● **PROMPT**: Reproduce nothing but the lines from the start of the material through the line that includes "e.g. point(50, 448)", both ends included, and omit every picture.

● **SUPPLIED RECORDS**:
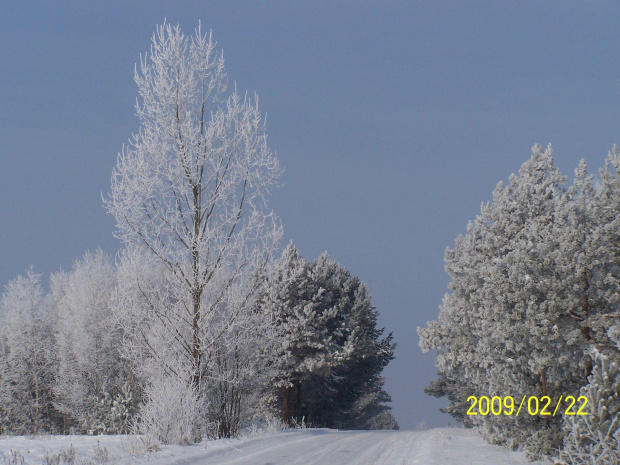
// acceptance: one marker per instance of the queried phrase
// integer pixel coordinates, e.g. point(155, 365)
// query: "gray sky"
point(393, 120)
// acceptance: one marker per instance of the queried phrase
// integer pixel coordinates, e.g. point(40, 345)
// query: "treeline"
point(197, 330)
point(313, 353)
point(532, 310)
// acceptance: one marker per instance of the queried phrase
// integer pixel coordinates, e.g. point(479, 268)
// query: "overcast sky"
point(394, 121)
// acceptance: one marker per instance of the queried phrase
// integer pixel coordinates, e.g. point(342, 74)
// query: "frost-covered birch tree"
point(93, 388)
point(189, 194)
point(26, 358)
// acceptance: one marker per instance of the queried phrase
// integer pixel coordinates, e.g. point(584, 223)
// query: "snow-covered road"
point(440, 446)
point(443, 446)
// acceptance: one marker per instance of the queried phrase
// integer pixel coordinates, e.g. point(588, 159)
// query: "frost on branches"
point(195, 331)
point(189, 197)
point(534, 290)
point(328, 355)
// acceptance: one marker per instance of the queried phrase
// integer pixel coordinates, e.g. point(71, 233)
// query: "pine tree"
point(593, 439)
point(329, 354)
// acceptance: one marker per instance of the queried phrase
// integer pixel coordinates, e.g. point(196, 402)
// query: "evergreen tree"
point(593, 439)
point(329, 354)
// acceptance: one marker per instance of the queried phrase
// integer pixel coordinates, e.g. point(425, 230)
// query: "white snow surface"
point(440, 446)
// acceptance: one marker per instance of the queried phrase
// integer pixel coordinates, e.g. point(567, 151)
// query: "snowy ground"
point(441, 446)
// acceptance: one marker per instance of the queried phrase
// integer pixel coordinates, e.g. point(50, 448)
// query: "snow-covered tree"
point(328, 357)
point(189, 197)
point(594, 438)
point(512, 323)
point(93, 388)
point(26, 358)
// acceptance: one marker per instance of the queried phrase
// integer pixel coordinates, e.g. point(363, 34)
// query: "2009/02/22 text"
point(534, 405)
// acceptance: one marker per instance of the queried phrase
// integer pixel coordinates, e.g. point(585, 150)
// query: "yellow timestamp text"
point(543, 406)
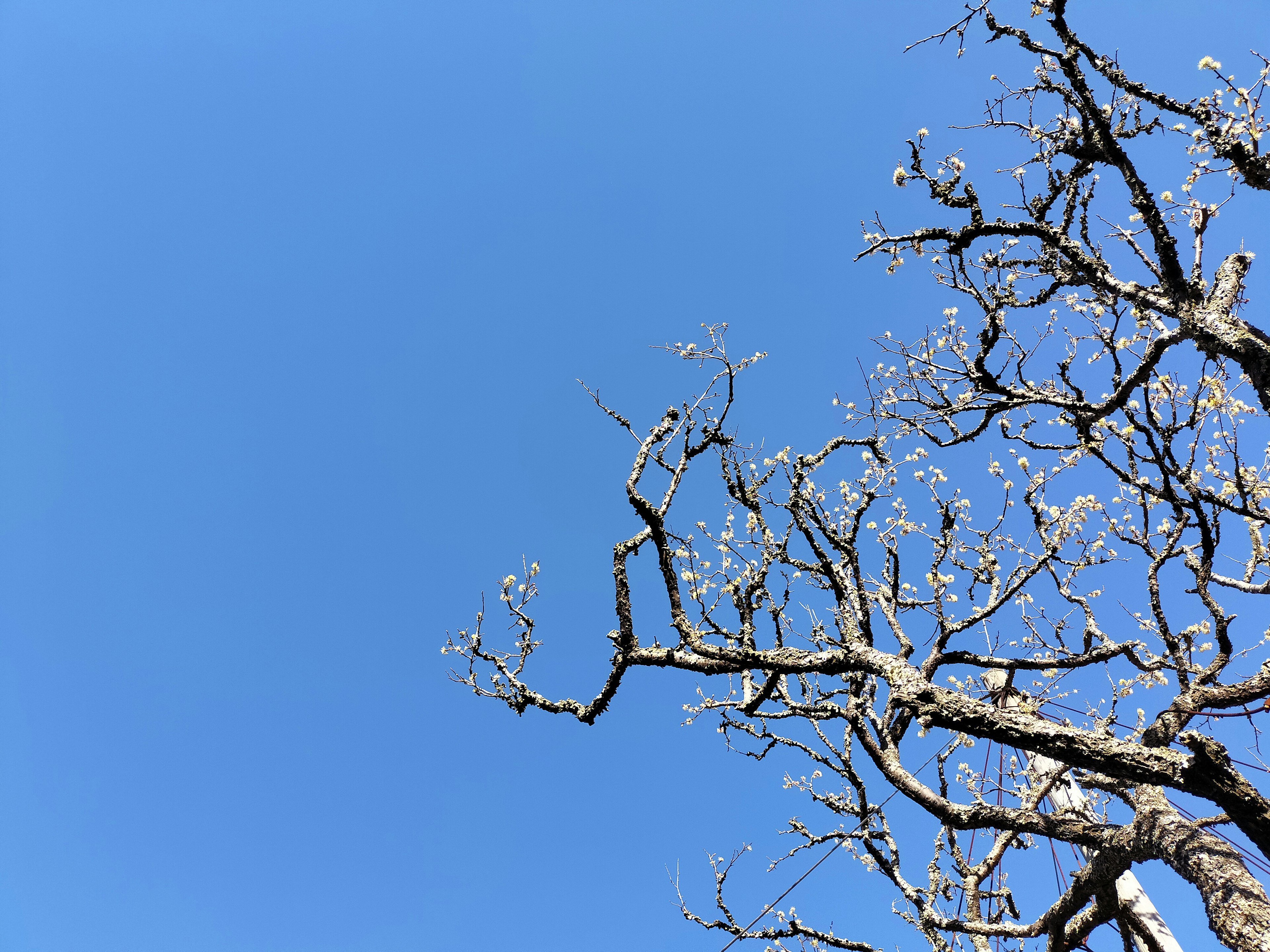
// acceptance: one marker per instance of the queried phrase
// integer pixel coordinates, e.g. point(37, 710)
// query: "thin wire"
point(1251, 860)
point(771, 905)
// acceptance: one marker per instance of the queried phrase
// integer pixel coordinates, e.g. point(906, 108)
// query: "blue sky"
point(293, 300)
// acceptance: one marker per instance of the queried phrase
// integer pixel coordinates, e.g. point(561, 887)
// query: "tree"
point(1116, 397)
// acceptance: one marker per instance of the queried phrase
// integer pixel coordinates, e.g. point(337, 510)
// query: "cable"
point(771, 905)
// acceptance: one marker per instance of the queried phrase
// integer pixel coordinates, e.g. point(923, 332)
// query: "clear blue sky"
point(293, 299)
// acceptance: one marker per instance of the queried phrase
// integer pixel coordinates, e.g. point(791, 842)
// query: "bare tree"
point(1112, 390)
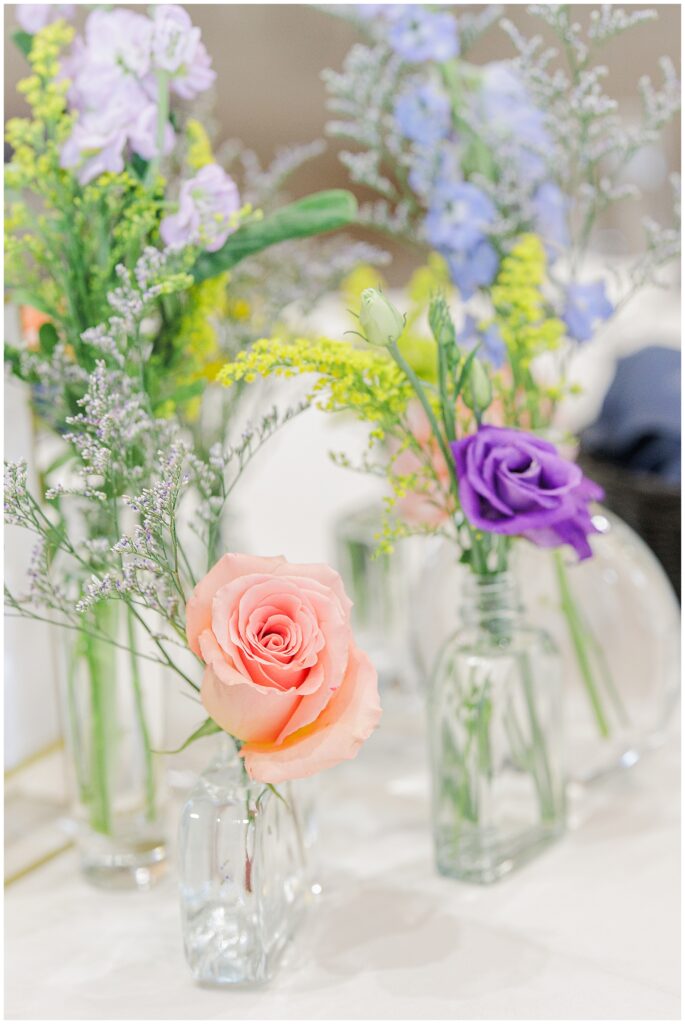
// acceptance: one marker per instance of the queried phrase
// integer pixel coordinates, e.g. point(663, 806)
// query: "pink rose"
point(283, 672)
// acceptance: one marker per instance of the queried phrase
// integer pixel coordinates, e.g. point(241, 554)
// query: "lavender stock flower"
point(586, 306)
point(207, 206)
point(113, 84)
point(34, 16)
point(514, 483)
point(177, 49)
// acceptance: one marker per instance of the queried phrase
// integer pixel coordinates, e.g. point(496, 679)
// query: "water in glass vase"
point(243, 875)
point(496, 738)
point(112, 709)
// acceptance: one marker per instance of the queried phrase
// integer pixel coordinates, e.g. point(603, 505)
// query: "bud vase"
point(496, 737)
point(244, 884)
point(379, 588)
point(112, 710)
point(615, 621)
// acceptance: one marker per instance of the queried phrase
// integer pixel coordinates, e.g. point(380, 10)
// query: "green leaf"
point(466, 369)
point(182, 393)
point(48, 338)
point(23, 41)
point(139, 166)
point(208, 728)
point(314, 214)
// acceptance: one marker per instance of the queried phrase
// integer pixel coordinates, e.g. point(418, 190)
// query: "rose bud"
point(381, 323)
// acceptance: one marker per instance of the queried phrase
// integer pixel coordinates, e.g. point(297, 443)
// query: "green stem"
point(578, 639)
point(100, 812)
point(162, 119)
point(541, 774)
point(151, 808)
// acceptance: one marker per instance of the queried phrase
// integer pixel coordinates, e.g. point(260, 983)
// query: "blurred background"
point(269, 92)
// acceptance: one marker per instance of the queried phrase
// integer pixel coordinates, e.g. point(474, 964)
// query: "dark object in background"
point(633, 451)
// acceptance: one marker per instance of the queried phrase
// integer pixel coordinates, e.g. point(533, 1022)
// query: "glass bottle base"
point(224, 950)
point(138, 865)
point(474, 857)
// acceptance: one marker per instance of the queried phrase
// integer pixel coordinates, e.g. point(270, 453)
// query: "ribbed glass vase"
point(496, 737)
point(244, 884)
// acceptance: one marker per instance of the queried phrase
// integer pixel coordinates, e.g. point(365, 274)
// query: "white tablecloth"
point(588, 931)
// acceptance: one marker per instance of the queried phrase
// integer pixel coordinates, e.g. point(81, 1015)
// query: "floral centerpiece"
point(123, 235)
point(505, 173)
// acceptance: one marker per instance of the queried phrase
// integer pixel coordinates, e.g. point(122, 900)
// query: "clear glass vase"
point(615, 621)
point(113, 716)
point(379, 588)
point(244, 884)
point(496, 737)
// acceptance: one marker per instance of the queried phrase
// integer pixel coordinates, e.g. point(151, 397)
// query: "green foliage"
point(314, 214)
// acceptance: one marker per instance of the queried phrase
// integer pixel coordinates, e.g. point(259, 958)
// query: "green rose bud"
point(478, 391)
point(381, 323)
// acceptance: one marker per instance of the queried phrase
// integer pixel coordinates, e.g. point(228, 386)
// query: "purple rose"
point(207, 206)
point(512, 482)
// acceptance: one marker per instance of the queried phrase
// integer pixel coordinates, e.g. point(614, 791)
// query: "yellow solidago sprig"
point(520, 311)
point(200, 152)
point(362, 381)
point(183, 371)
point(36, 140)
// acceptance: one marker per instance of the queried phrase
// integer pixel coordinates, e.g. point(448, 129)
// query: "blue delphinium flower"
point(423, 114)
point(474, 267)
point(420, 34)
point(586, 306)
point(551, 217)
point(491, 348)
point(512, 120)
point(459, 215)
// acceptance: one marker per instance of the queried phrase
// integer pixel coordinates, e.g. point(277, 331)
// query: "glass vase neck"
point(489, 599)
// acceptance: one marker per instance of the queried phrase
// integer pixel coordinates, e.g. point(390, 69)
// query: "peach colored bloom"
point(32, 321)
point(435, 505)
point(283, 672)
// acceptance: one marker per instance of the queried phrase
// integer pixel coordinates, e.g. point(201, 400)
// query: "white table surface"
point(588, 931)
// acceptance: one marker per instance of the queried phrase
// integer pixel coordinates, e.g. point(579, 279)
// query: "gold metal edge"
point(45, 859)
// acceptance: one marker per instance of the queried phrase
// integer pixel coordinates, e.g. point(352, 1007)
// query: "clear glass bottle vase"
point(113, 718)
point(496, 737)
point(244, 885)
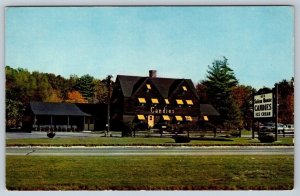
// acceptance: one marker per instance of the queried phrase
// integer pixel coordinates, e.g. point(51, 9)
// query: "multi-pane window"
point(179, 101)
point(189, 102)
point(154, 100)
point(142, 100)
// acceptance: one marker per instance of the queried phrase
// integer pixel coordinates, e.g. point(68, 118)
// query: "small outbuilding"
point(45, 116)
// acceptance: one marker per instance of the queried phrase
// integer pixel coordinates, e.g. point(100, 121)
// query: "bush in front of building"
point(181, 139)
point(51, 134)
point(266, 137)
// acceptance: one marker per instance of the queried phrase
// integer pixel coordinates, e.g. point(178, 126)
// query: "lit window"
point(154, 100)
point(205, 118)
point(189, 102)
point(142, 100)
point(179, 101)
point(148, 86)
point(178, 118)
point(166, 117)
point(188, 118)
point(141, 117)
point(167, 101)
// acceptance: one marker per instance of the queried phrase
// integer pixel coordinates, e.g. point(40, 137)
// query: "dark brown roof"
point(209, 110)
point(56, 109)
point(165, 86)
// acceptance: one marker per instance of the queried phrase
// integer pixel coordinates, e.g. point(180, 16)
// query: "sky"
point(178, 42)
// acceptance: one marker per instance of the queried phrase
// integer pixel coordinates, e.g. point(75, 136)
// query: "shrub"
point(235, 133)
point(51, 135)
point(181, 139)
point(266, 137)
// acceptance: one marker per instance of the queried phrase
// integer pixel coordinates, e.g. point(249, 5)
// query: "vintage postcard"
point(149, 98)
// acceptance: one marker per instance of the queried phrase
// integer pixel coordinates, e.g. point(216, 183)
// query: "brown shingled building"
point(154, 100)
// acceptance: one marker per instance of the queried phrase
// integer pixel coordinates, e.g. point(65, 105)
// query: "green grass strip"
point(251, 172)
point(113, 141)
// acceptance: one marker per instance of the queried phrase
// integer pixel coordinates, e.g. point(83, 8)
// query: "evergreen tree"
point(85, 85)
point(219, 85)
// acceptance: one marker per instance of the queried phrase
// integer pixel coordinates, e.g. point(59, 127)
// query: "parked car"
point(270, 127)
point(289, 128)
point(267, 127)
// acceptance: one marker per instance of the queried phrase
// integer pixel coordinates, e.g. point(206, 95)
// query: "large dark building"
point(154, 100)
point(45, 116)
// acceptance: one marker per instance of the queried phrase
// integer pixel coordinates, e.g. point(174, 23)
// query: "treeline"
point(23, 86)
point(220, 88)
point(234, 101)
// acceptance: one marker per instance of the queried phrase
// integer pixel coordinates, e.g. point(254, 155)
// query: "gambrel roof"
point(165, 86)
point(209, 110)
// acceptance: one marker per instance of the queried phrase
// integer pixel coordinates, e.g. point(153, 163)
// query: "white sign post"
point(263, 105)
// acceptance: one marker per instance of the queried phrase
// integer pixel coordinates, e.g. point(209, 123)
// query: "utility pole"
point(108, 85)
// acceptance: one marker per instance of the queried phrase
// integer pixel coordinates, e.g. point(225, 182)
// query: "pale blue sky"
point(179, 42)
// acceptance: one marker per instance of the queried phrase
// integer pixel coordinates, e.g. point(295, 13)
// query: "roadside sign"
point(263, 105)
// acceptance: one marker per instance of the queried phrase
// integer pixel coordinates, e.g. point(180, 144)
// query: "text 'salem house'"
point(154, 100)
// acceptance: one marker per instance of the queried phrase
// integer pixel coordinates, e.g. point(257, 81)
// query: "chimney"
point(152, 73)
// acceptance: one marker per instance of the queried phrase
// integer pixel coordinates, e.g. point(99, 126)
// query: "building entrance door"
point(150, 121)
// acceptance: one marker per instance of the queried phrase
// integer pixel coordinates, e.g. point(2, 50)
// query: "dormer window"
point(148, 86)
point(154, 100)
point(141, 117)
point(142, 100)
point(178, 118)
point(166, 117)
point(179, 101)
point(188, 118)
point(167, 101)
point(205, 118)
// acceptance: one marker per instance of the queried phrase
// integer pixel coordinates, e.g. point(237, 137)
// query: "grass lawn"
point(107, 141)
point(149, 172)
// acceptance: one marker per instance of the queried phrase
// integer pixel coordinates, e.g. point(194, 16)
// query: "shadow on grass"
point(211, 139)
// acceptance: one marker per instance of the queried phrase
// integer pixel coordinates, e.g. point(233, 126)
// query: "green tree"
point(101, 92)
point(85, 85)
point(219, 85)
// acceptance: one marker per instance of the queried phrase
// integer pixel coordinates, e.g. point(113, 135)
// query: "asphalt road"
point(148, 151)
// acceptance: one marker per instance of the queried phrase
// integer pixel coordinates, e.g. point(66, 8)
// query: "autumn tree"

● **FINAL ANSWER**:
// acceptance: one marker per instance of the queried phrase
// integer pixel coordinates, e.g. point(155, 365)
// query: "gray sky"
point(393, 120)
// acceptance: one marker per instance of the queried phrase
// integer pixel coordinates, e.g. point(40, 345)
// query: "treeline"
point(197, 330)
point(313, 353)
point(532, 310)
// acceptance: one marker per instance of the queried phrase
// integer pixel coordinates, e.g. point(479, 268)
// query: "overcast sky"
point(394, 121)
// acceptance: one marker per instance of the queried phrase
// integer pixel coordinates, e.g. point(342, 74)
// query: "frost-covered birch tree"
point(93, 388)
point(189, 194)
point(26, 358)
// acceptance: one marker per instance of the queried phrase
// integer pixel coordinates, e.g. point(584, 223)
// query: "snow-covered road"
point(440, 446)
point(443, 446)
// acceptance: one marker per instance of the queried phrase
// integer pixel coordinates, e.g. point(588, 159)
// query: "frost on branches"
point(195, 331)
point(189, 197)
point(534, 290)
point(328, 355)
// acceptance: one marker per instance of the queried phrase
// integer pixel coordinates, e.g. point(71, 233)
// query: "pine tree"
point(593, 439)
point(329, 354)
// acceptance: one marker per instance of the queried phrase
// integer pixel coordinates, e.g. point(196, 402)
// query: "evergreen tree"
point(593, 439)
point(329, 354)
// acceptance: one marker per instance of the queried phrase
// integer pixel coordinates, e.g. point(425, 230)
// query: "white snow surface"
point(440, 446)
// acceptance: one marker per instance of the queried phrase
// integer pixel coordinates, e.g. point(567, 151)
// query: "snowy ground"
point(441, 446)
// acceptance: one marker per instance of the queried phrase
// integer pixel coordinates, e.g. point(50, 448)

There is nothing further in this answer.